# [SUPPLIED MATERIAL]
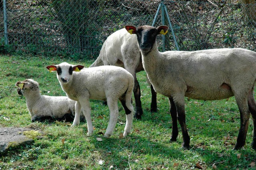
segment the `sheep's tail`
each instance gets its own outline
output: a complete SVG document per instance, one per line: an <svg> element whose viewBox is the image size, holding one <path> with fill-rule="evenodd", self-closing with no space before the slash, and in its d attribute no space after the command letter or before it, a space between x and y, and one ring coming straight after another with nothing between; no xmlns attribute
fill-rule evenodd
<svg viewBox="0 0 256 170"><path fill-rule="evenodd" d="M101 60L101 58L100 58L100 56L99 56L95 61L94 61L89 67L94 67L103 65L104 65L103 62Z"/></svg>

# [WRITTEN INSTRUCTION]
Reproduce all of the data above verbatim, leaving out the image.

# [ANSWER FOR THE TASK]
segment the `sheep's tail`
each instance gets its own outline
output: a complete SVG document per instance, one per line: an <svg> element whose viewBox is the image size, holding one <path> with fill-rule="evenodd", self-closing with no space before the slash, and in its d attribute no space after the command letter or before it, a space between x and y, and one ring coming straight after another with nothing between; no xmlns attribute
fill-rule evenodd
<svg viewBox="0 0 256 170"><path fill-rule="evenodd" d="M101 60L101 58L100 58L100 56L99 56L95 61L94 61L89 67L94 67L103 65L104 65L103 62Z"/></svg>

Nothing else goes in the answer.